_Required work_.
Write out the items below again, swapping each "marker" for "point" and leaving everything else as it is.

_Saved data entries_.

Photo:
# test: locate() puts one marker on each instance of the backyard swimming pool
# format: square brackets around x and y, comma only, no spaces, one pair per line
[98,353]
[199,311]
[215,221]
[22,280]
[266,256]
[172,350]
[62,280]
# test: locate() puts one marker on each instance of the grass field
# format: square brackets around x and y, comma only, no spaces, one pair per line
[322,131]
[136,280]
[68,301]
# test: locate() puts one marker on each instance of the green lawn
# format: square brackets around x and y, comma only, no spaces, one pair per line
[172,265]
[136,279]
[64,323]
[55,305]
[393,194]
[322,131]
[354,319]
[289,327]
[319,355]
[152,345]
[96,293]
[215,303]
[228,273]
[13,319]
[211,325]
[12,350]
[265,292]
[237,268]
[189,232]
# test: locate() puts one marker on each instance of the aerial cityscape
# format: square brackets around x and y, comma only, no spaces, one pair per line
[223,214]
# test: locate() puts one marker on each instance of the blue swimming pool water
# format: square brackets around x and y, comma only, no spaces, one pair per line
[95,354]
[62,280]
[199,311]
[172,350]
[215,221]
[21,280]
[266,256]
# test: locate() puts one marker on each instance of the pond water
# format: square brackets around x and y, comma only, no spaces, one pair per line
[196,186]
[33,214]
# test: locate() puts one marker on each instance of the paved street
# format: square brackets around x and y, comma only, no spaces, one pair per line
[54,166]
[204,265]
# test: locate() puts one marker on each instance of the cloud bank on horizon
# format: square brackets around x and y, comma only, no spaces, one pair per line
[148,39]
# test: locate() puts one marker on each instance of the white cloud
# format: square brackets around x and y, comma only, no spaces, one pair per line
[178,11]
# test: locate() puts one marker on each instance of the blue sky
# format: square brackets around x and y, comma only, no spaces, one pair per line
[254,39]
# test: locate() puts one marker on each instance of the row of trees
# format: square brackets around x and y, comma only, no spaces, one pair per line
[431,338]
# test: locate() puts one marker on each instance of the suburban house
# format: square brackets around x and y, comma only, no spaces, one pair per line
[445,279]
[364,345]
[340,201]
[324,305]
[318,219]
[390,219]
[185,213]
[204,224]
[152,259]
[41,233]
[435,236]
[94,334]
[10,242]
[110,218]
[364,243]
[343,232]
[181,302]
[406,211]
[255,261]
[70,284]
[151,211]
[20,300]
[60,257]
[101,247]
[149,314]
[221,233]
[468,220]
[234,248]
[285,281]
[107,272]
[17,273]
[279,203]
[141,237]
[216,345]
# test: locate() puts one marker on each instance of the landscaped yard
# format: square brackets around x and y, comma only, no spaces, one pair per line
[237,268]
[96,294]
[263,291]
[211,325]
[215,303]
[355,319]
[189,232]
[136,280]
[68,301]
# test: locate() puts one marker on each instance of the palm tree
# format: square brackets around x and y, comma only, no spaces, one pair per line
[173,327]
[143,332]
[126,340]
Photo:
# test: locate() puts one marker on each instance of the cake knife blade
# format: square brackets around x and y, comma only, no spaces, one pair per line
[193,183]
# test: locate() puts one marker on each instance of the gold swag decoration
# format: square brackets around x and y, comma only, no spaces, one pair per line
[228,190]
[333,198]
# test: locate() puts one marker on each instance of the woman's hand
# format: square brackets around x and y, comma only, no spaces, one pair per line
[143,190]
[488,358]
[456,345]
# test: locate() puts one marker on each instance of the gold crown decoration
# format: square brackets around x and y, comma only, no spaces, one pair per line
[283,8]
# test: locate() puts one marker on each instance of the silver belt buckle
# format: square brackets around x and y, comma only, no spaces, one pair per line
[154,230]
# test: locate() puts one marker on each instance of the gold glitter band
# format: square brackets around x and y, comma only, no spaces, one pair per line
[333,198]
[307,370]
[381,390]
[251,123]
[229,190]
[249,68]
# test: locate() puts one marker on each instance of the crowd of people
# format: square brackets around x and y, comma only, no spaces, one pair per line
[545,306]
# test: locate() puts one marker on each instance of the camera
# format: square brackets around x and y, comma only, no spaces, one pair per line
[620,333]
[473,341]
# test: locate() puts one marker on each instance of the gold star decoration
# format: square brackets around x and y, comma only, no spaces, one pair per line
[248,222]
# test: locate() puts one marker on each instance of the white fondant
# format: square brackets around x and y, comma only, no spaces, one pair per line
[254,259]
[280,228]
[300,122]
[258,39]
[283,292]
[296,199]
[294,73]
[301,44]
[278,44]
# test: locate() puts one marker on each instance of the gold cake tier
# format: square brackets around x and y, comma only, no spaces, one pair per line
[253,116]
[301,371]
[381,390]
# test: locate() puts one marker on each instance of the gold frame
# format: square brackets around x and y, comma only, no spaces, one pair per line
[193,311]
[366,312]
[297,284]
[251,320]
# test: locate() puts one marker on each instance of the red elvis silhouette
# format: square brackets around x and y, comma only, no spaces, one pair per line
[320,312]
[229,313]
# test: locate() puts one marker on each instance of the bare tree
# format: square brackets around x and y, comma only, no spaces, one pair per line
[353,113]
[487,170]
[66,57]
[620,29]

_Solved exercise_.
Photo:
# test: locate() puts one point on each instance of the backyard swimming pool
# format: square brackets around x and y, comma only, no spaces, one pair per line
[98,353]
[199,311]
[215,221]
[22,280]
[266,256]
[172,350]
[62,280]
# test: locate() puts one point on each instance of the grass field
# format: square brackets around x and y, comma only, no spaces, one pair per line
[322,131]
[136,280]
[68,301]
# test: locate() puts one point on each instance of the green lawn
# format: square brackets around x and y, comma only, no spaces, one pair per line
[172,265]
[136,279]
[64,323]
[55,305]
[393,194]
[322,131]
[354,319]
[289,327]
[319,355]
[152,345]
[96,293]
[215,303]
[228,273]
[13,319]
[211,325]
[12,350]
[265,292]
[237,268]
[189,232]
# test: locate() puts one point on each instance of the aerial cityscape
# format: square brackets around x and y, comma only, no spaces, one pair per line
[223,214]
# test: locate() puts one point on each instance of the blue swimming pool water
# format: square brackets around x and y, comma only, no spaces, one pair per line
[95,354]
[62,280]
[199,311]
[172,350]
[215,221]
[21,280]
[266,256]
# test: locate() puts one point on each instance of the pond water
# format: square brackets around x and y, comma only, no spaces, one pair per line
[196,186]
[33,214]
# test: locate() puts one point on each instance of the paved street
# format: square brackets around x and y, comma only, no spaces, one pair per line
[54,166]
[204,265]
# test: locate() puts one point on each instance of the cloud bank on horizon
# format: square brackets around x and y, comma only, no spaces, one pair per line
[148,39]
# test: locate() puts one point on each instance of the white cloud
# format: square brackets around x and y, comma only, no spaces, one pair per line
[178,11]
# test: locate() puts one point on each instance of the blue sky
# format: square brackets around x and y, comma only, no spaces, one pair per line
[254,39]
# test: locate() puts one point on each instance of the row of trees
# format: square brackets around x and y, comma only, no spaces, one pair per line
[431,338]
# test: locate() puts one point on each instance of the suburban house
# format: square brackets around x and y, comma only, no spaces, one pair per line
[445,279]
[364,345]
[340,201]
[324,305]
[318,219]
[390,219]
[185,213]
[204,224]
[152,259]
[41,233]
[435,236]
[94,334]
[10,242]
[110,218]
[364,243]
[343,232]
[181,302]
[406,211]
[255,261]
[70,284]
[151,211]
[20,300]
[60,257]
[101,247]
[149,314]
[221,233]
[468,220]
[234,248]
[285,281]
[107,272]
[17,273]
[279,203]
[141,237]
[216,345]
# test: locate() puts one point on each instance of the landscaped yard
# format: square brackets around x and y, comma only, no spaces, one pair per line
[237,268]
[96,294]
[263,291]
[211,325]
[215,303]
[355,319]
[189,232]
[136,280]
[68,301]
# test: locate() puts one point on each instance of the palm tree
# format: square brackets around x and y, comma only, no spaces, one pair per line
[173,327]
[143,332]
[126,340]
Photo:
# test: locate() puts one point on each instance of the cake knife blade
# format: square brackets around x and y, comma only, no spaces, one pair per line
[193,183]
# test: locate() puts one point on each instance of the gold swag decoration
# format: square brackets around x and y, comma only, no spaces, one pair per line
[228,190]
[333,198]
# test: locate() puts one point on each instance of the woman's hand
# format: square brackets around x and y, comma only, no spaces, one pair per line
[143,190]
[488,358]
[456,345]
# test: locate() puts one point on each instance of the gold crown decoration
# format: square brackets around x and y, comma only, no spaces, one pair per line
[283,8]
# test: locate() puts one point on each instance of the silver belt buckle
# format: square brackets around x and y, comma only, no spaces, one pair per line
[154,230]
# test: locate() puts one point on each instance of the gold glitter band
# format: square brackets around x and y, comma only, no spaces, one pair per line
[333,198]
[307,370]
[381,390]
[251,123]
[229,190]
[249,68]
# test: locate() puts one point on each instance of the crowd of people
# format: square brackets around x and y, comma only, no spaces, one pair per line
[545,306]
# test: locate() puts one point on each instance of the camera
# format: square brackets around x and y, comma only, no spaces, one pair per line
[620,333]
[473,341]
# test: locate() puts one point on each instance of the gold star decoration
# format: square brackets around x and y, comma only, no spaces, one pair per line
[248,222]
# test: locate() puts one point on each instance of the white fondant
# format: square brackets around x and y, comma only, no spaces, one pair per line
[254,259]
[280,228]
[300,122]
[258,39]
[283,292]
[296,199]
[294,73]
[301,44]
[278,44]
# test: locate() puts one point on each instance of the gold cake tier
# format: square brackets around x and y, comma only, no spaces, one pair per line
[253,116]
[301,371]
[381,390]
# test: locate() puts one point on each instance of the gold frame
# format: square brackets around x and y, comma only, no spaces, one pair per line
[193,311]
[366,312]
[297,284]
[251,320]
# test: locate() puts one point on each instance of the red elvis silhouette
# format: square brackets around x and y, comma only, no spaces, one pair per line
[320,312]
[229,313]
# test: locate() puts one point on each instance of the bare tree
# format: square brackets around x and y, comma only, no spaces, one pair per line
[353,113]
[487,170]
[66,57]
[620,29]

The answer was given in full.